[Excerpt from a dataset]
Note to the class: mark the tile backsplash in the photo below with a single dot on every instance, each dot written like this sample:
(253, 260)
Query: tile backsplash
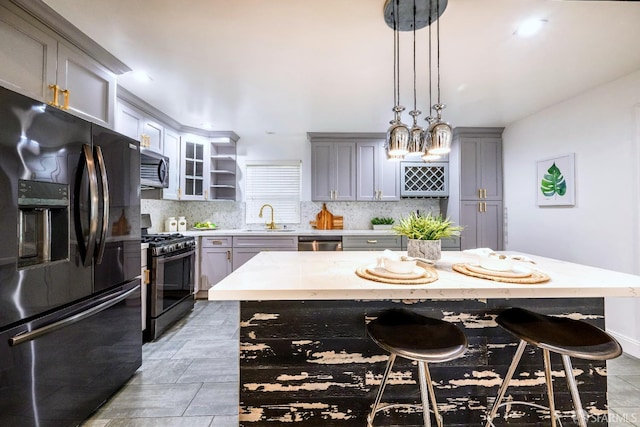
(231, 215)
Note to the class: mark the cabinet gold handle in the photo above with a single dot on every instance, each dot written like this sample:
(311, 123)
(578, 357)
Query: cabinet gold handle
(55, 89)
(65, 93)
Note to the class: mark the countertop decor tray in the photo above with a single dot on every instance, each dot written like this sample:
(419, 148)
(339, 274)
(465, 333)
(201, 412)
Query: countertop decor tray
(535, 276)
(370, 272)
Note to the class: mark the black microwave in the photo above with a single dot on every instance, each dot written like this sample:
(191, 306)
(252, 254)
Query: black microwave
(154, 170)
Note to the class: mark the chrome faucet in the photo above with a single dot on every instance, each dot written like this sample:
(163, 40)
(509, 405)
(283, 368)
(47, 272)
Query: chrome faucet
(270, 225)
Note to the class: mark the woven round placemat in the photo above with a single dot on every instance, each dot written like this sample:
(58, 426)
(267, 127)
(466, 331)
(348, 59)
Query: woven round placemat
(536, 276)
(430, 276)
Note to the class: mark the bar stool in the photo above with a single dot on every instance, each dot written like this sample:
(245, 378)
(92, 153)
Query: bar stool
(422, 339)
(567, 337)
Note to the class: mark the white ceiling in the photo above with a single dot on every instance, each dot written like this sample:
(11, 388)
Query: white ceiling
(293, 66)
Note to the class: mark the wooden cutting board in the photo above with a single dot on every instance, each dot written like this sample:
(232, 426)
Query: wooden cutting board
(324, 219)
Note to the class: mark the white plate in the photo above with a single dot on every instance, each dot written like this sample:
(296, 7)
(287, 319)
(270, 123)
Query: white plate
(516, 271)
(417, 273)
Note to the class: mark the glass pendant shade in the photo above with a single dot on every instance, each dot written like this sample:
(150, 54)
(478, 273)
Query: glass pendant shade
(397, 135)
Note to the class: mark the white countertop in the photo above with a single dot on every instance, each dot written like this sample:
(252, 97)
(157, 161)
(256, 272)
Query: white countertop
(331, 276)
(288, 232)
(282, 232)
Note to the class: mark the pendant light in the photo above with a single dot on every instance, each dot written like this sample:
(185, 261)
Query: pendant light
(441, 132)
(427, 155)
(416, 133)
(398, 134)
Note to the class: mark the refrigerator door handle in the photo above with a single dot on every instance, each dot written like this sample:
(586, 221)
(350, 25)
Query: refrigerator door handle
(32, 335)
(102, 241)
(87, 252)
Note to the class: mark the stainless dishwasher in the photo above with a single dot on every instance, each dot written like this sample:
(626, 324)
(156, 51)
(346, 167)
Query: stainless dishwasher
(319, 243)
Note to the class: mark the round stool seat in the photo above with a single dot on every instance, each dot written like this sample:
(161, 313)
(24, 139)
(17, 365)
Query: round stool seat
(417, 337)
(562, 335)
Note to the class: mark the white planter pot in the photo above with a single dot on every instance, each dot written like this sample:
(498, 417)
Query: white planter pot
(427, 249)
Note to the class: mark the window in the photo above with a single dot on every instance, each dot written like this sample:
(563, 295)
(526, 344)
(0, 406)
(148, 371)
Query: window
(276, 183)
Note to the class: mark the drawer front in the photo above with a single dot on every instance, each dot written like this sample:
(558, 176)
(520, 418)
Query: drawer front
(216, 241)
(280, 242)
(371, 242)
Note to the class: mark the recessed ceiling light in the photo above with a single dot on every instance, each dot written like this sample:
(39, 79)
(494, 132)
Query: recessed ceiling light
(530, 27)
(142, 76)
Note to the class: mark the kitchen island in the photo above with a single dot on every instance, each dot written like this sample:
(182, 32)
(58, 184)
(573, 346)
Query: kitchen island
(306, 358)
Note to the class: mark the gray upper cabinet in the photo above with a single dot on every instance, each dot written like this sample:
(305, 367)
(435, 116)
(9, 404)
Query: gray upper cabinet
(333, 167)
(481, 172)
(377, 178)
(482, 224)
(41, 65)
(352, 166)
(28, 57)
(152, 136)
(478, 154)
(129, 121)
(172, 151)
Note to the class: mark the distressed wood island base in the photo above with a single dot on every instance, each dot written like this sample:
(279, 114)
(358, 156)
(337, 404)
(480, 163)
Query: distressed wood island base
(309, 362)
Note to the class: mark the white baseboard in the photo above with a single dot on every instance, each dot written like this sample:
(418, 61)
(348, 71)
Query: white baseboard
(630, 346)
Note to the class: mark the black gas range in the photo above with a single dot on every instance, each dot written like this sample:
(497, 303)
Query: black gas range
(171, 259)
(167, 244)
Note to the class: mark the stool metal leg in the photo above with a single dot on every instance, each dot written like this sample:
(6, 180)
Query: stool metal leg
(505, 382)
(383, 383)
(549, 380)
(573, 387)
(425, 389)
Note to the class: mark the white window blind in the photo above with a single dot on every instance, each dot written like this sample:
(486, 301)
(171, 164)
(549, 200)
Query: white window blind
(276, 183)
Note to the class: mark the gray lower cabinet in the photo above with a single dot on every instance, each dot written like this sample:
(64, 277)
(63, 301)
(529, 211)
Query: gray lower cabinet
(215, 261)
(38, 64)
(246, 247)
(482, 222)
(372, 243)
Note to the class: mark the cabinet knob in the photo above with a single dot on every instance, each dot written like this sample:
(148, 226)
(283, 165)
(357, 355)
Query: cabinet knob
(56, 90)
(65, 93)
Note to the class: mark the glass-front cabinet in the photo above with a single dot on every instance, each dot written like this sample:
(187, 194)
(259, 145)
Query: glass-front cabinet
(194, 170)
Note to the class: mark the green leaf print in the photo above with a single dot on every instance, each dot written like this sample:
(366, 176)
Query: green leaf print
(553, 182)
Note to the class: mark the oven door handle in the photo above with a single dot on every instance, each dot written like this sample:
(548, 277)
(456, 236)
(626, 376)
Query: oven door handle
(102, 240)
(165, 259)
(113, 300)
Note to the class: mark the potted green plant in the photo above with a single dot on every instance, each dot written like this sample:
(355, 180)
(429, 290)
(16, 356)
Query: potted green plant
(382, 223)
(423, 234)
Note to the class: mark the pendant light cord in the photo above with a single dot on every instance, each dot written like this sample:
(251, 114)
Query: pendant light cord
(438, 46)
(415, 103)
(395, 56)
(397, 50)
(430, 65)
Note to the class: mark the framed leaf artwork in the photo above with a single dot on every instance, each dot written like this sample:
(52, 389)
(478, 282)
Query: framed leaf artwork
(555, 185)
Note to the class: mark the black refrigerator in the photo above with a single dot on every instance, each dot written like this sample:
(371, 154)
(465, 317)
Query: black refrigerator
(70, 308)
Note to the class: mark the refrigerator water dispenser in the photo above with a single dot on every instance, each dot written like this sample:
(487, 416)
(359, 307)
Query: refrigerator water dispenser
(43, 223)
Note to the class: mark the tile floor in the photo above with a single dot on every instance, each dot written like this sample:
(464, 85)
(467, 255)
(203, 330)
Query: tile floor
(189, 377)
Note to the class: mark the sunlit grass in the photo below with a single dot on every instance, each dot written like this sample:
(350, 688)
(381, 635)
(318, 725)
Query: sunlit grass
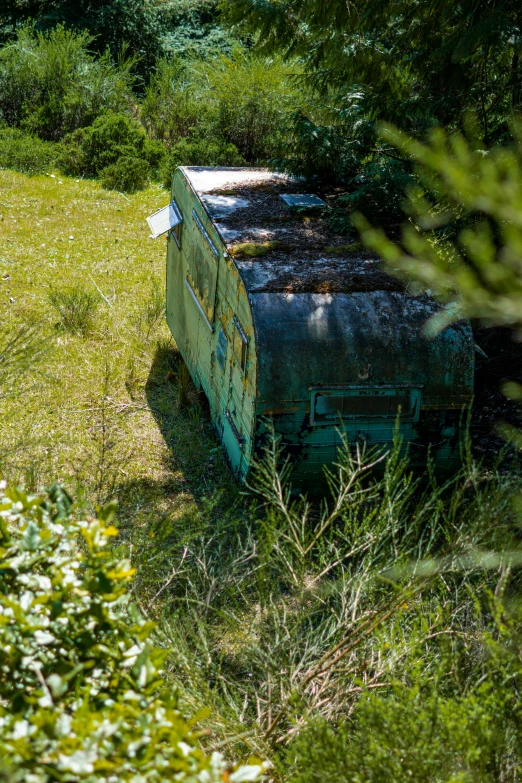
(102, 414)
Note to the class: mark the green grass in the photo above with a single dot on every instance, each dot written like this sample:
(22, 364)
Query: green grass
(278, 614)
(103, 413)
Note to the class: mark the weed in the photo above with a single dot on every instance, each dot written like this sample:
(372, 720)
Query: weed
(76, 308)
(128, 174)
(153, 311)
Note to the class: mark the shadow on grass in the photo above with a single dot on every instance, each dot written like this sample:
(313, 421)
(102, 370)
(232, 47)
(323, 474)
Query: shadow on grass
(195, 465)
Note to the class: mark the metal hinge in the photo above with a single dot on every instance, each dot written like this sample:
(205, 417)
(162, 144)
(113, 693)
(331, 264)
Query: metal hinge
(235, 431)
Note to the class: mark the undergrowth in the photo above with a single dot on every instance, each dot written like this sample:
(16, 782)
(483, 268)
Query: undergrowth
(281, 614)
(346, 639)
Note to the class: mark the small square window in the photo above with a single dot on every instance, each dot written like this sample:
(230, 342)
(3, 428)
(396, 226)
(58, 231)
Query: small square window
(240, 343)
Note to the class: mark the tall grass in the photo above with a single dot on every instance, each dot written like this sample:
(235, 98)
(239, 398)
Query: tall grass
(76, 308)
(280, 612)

**What you are asked to do:** Render the lines from the one containing "Note to the class: mark the metal" through the end of the lines above as a numbered list, leaving out any blank lines.

**Correct result:**
1. Note to the class: mark the metal hinge in the photo above with a single dot on every instance, each dot written like this sample:
2. (205, 417)
3. (162, 144)
4. (113, 693)
5. (331, 264)
6. Query: metal hinge
7. (235, 431)
8. Note to the class: mark the undergrowth in the photo above with a single dot on every instance, each dot written like this sample:
9. (16, 782)
10. (483, 268)
11. Query: undergrowth
12. (281, 614)
13. (346, 639)
14. Note to the class: mark the small square window in the photo above with a single dot on every instance, each dot written like this sample:
15. (230, 342)
16. (3, 428)
17. (396, 226)
18. (58, 231)
19. Query: small square window
20. (240, 343)
21. Note to the class: mark the tall grass in the photo above with a single dot on every instance, each dot written like this sample:
22. (235, 98)
23. (239, 398)
24. Query: tall grass
25. (76, 308)
26. (280, 612)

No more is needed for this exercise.